■ **Task instructions**
Find every line in the data below that contains the word "large" and copy each one.

■ **Records for processing**
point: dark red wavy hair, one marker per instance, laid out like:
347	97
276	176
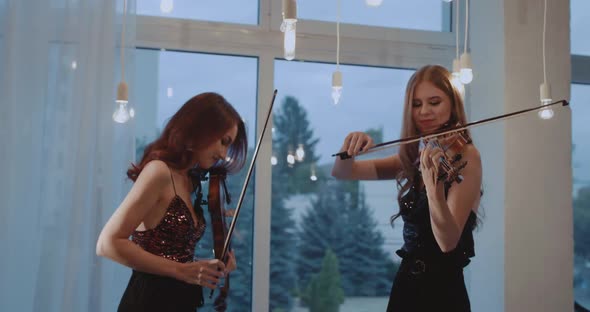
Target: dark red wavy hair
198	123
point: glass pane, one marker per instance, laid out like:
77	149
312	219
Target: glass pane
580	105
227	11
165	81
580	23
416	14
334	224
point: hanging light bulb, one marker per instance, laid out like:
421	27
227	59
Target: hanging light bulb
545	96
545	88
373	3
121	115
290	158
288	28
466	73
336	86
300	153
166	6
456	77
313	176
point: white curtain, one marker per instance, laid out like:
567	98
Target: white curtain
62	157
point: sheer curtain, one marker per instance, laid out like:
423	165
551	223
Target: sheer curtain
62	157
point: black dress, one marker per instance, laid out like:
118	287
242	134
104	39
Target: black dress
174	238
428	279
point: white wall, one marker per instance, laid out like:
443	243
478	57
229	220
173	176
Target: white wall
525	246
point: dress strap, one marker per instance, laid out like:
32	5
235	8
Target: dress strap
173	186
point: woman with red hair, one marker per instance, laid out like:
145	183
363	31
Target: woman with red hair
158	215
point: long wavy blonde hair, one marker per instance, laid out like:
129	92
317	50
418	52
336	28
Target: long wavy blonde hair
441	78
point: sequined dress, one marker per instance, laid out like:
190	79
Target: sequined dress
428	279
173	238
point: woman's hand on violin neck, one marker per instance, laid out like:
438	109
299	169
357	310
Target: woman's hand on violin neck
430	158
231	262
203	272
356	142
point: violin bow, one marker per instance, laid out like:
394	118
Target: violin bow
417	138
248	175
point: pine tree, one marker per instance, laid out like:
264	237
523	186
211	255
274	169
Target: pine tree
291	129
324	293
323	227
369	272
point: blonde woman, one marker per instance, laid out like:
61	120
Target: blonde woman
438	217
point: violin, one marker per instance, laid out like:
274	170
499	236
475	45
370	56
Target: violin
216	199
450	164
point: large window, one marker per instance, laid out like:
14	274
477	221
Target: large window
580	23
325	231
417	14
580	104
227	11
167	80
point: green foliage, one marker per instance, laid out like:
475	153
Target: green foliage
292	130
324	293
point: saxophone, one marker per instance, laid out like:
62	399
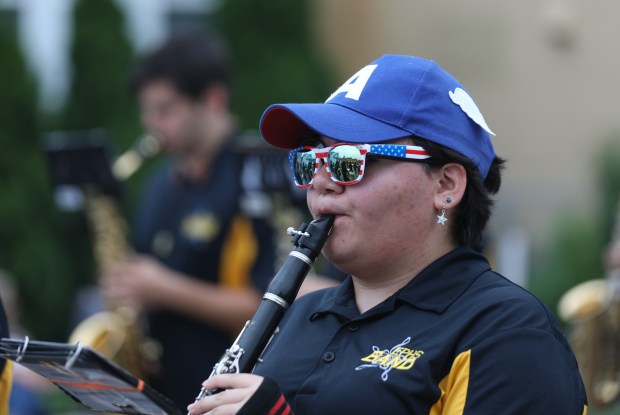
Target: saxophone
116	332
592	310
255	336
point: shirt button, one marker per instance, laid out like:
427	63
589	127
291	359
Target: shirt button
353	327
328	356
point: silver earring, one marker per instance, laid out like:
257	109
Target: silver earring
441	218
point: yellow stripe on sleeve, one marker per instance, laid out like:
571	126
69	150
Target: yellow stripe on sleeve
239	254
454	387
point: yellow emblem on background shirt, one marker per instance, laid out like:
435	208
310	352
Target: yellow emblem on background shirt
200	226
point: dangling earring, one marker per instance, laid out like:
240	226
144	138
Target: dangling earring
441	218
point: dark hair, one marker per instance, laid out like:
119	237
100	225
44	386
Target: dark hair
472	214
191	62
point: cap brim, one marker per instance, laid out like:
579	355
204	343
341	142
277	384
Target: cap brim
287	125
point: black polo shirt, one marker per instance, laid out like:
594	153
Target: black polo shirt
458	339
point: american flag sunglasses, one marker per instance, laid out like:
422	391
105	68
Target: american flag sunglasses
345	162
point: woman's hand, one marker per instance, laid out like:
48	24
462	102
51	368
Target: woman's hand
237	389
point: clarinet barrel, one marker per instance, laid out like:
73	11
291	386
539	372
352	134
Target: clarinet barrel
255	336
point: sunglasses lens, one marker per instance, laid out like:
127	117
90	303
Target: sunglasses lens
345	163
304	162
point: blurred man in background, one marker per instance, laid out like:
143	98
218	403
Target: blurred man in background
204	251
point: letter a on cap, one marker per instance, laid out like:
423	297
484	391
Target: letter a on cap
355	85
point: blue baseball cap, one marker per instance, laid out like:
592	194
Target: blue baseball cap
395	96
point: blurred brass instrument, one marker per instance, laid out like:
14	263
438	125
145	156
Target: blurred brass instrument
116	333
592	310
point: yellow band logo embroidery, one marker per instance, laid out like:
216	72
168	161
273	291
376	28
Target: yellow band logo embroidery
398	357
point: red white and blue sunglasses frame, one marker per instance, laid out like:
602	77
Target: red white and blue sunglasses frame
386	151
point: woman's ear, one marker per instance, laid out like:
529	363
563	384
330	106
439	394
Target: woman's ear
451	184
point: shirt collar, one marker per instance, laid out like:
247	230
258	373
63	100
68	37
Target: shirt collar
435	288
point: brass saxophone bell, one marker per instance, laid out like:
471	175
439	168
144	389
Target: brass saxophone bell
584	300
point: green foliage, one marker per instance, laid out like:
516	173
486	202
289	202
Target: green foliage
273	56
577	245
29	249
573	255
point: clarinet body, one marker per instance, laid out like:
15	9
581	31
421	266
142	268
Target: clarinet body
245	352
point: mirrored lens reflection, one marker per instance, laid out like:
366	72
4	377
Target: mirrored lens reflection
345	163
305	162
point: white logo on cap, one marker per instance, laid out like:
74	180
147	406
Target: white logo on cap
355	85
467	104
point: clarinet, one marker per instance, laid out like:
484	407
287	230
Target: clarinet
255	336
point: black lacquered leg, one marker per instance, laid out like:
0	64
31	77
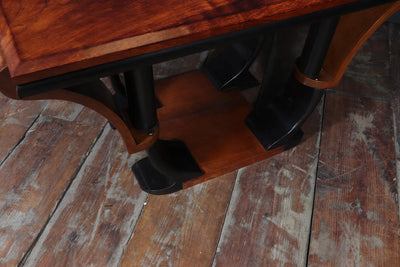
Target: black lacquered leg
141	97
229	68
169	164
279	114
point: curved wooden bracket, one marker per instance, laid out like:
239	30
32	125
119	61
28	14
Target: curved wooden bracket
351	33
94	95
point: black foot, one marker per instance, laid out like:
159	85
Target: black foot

---

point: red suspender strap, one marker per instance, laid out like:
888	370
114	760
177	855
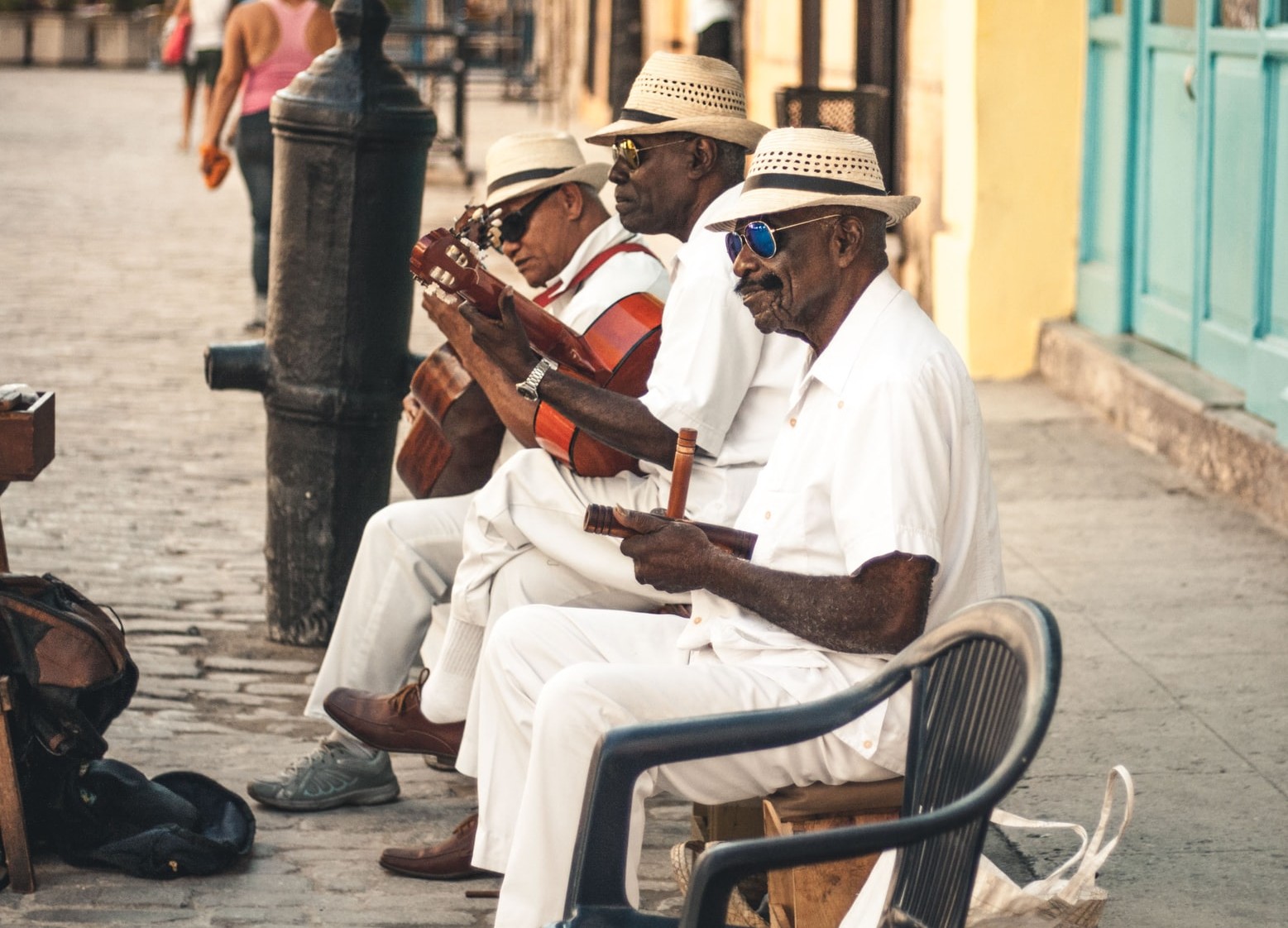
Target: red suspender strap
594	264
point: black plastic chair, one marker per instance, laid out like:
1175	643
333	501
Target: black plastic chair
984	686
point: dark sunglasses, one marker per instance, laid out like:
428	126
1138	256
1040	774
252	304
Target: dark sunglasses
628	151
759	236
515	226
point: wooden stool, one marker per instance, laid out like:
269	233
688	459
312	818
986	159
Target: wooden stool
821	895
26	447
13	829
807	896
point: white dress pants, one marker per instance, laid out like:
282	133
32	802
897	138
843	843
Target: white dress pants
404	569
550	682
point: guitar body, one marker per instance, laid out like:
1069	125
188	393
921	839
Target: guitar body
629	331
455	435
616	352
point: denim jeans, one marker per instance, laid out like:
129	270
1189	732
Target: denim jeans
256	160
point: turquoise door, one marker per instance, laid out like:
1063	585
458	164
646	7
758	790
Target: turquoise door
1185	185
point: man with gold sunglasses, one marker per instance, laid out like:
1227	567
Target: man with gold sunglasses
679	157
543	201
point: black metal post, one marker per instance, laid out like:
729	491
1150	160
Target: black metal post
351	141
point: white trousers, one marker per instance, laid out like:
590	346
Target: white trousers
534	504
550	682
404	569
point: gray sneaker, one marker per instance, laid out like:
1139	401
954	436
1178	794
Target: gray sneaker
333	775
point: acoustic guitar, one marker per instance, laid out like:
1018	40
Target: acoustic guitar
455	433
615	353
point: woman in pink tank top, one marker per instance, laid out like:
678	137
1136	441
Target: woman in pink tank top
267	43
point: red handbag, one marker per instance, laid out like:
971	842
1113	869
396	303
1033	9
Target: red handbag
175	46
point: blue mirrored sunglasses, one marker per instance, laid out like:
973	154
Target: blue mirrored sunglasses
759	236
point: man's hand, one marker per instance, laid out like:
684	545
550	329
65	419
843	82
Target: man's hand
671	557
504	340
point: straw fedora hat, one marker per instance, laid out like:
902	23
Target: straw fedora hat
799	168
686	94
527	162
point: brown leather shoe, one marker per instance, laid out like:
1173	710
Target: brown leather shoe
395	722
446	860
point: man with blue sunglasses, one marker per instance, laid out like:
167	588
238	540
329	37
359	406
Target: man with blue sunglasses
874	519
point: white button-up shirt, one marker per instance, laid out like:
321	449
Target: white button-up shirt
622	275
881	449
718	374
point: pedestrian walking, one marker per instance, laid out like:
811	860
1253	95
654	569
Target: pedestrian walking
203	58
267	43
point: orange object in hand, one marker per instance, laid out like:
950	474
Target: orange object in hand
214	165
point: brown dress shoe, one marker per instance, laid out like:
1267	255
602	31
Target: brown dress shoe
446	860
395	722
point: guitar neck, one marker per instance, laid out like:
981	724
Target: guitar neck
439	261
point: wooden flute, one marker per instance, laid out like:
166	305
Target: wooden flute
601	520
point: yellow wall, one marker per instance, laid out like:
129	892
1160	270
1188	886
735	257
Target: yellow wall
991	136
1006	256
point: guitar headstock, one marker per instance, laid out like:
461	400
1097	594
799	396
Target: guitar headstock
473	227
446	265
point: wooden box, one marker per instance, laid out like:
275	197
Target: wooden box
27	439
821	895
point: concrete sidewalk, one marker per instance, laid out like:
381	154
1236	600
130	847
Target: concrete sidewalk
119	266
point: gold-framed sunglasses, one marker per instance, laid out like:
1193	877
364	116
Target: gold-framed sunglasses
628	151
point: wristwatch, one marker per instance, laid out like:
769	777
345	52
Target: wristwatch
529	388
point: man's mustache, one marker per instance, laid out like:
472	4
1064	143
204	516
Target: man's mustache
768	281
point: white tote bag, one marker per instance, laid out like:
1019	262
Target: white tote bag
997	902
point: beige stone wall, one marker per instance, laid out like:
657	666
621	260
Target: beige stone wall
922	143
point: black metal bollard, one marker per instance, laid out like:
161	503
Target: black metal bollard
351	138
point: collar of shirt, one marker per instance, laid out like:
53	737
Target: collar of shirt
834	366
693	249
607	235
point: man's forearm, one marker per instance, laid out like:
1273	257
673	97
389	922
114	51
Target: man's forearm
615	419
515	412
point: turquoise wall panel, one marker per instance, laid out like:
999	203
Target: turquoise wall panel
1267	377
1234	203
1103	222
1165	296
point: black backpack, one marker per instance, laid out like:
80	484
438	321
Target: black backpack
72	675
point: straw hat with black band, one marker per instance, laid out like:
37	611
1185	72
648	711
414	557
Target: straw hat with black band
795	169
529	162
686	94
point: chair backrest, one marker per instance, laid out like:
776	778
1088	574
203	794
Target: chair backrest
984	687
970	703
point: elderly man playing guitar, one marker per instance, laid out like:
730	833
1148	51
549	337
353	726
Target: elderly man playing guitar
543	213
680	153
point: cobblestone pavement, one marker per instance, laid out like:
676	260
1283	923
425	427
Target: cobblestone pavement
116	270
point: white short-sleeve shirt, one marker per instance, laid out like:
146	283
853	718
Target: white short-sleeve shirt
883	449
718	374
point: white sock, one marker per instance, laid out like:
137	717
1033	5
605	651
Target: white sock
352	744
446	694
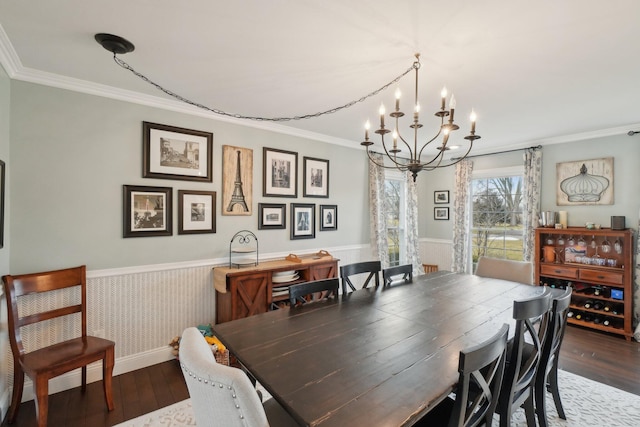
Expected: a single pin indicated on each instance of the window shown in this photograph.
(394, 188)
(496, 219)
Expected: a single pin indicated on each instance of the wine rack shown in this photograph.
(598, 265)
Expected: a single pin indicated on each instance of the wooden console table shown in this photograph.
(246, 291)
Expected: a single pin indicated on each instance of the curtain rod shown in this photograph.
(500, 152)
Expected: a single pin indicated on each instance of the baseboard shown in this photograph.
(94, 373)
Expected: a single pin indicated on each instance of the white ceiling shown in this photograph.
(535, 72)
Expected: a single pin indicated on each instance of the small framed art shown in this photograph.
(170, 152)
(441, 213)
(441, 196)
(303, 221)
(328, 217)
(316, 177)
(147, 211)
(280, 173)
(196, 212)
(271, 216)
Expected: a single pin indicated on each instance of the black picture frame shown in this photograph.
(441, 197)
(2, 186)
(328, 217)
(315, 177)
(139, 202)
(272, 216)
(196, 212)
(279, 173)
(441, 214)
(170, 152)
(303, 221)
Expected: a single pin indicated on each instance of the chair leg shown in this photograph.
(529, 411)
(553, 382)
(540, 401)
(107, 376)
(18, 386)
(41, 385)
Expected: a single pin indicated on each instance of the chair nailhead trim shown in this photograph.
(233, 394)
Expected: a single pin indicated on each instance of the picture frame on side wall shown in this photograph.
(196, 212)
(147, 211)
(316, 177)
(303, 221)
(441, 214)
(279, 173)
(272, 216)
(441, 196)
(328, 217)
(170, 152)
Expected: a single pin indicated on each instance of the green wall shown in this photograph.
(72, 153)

==

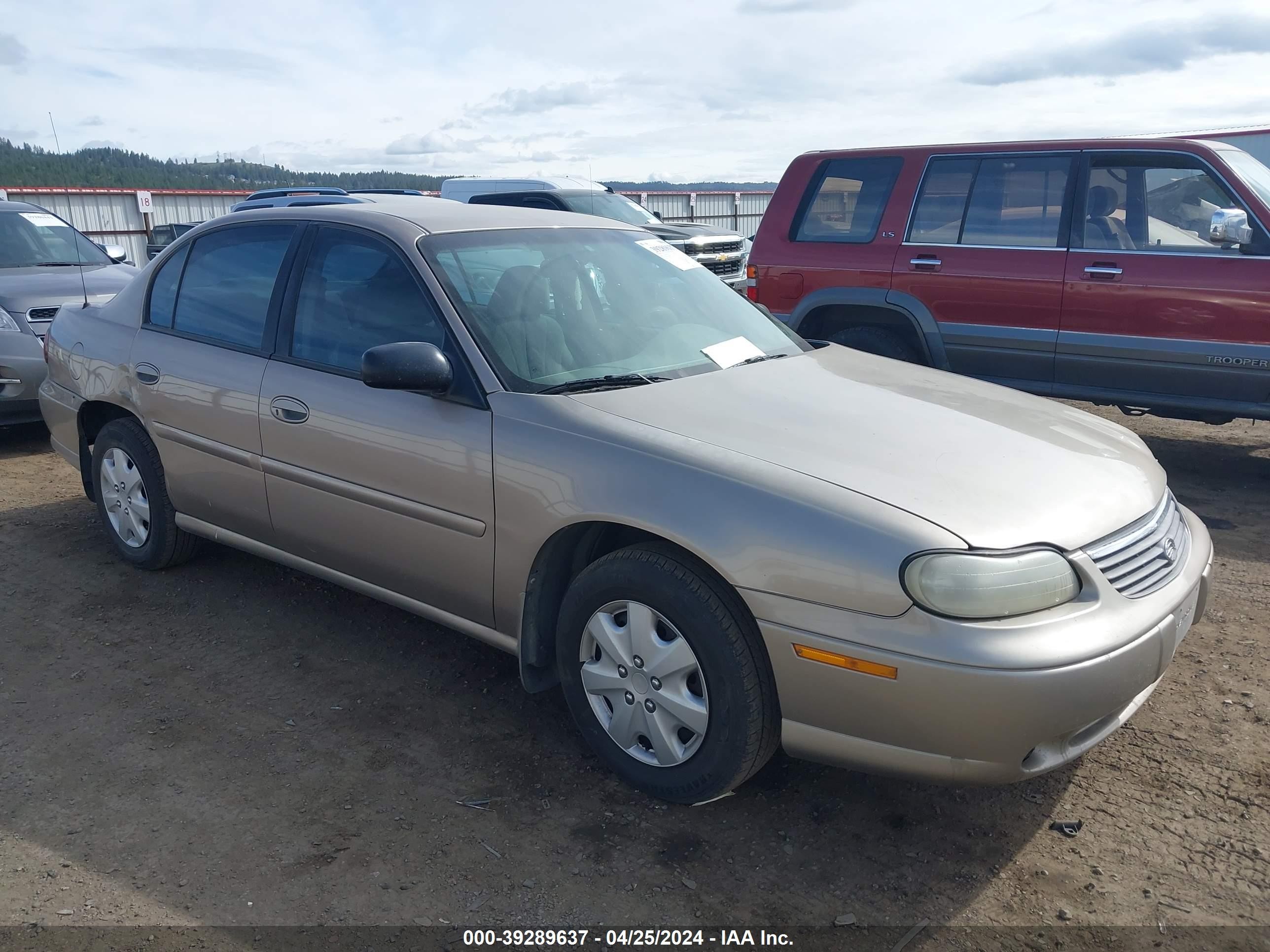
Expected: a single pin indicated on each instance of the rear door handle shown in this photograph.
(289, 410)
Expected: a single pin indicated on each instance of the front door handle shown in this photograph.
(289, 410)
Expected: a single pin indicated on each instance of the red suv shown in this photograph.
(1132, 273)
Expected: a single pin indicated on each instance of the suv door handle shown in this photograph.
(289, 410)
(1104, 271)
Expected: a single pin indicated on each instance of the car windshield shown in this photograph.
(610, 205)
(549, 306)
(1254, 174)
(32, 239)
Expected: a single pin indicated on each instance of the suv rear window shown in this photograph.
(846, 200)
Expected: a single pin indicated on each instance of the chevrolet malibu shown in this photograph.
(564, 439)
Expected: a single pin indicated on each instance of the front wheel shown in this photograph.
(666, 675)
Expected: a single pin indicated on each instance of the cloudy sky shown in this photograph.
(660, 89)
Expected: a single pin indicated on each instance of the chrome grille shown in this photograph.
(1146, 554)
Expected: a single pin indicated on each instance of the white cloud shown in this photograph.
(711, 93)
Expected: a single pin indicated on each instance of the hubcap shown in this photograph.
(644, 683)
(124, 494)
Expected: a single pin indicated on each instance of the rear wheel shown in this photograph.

■ **Task answer**
point: large window, one marker per instance, laid out like:
Target: large window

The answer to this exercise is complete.